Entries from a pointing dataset
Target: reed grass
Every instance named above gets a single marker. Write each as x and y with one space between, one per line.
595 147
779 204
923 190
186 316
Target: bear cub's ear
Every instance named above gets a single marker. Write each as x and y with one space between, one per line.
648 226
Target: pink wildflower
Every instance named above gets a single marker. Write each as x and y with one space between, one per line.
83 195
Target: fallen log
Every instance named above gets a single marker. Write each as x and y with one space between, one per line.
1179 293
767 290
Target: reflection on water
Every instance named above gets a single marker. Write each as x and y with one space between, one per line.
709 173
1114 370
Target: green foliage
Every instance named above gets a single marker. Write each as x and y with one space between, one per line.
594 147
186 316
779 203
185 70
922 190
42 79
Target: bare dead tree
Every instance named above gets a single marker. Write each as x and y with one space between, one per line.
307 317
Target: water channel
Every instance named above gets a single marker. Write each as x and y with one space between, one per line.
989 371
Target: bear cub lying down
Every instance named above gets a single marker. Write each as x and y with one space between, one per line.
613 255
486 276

Set problem:
Rewrite the listing above in full, substituting "point" for every occurrence of "marker" and leaving everything else as it stands.

Complete answer:
Target: reed grass
Every instance named above gets a single point. Write each as x and y with one space between, one per line.
595 147
779 204
923 190
186 316
Target: bear cub's ear
Every instance named above gets a single point. Write each as x and y with one space between, one per line.
648 226
Target: pink wildflower
Every instance named above gets a single point. Write each as x and y with one space between, one per line.
83 195
Target: fallen log
Every instance named above gets a single point. Write each as x and y with one space between, one per line.
1179 293
767 290
Target: reflection on water
Every instance named above gets a single point. Write each as x and y with one space between, one per line.
709 173
1114 370
Target: green foliage
Every instance named above gets a single point. Write each as x and y with one space between, one per line.
594 147
186 316
779 203
185 70
922 190
42 79
Target: bare dead tree
Every instance named above gets a single point. Write each as x and y with one space between, one per line.
307 317
Target: water channel
Every instance named above gets a single point. Write each as x and y with one space between, one per line.
989 371
Target: bear cub lying down
Every instance named above gets a single point. Write each as x and y with one space between, one per line.
613 255
486 276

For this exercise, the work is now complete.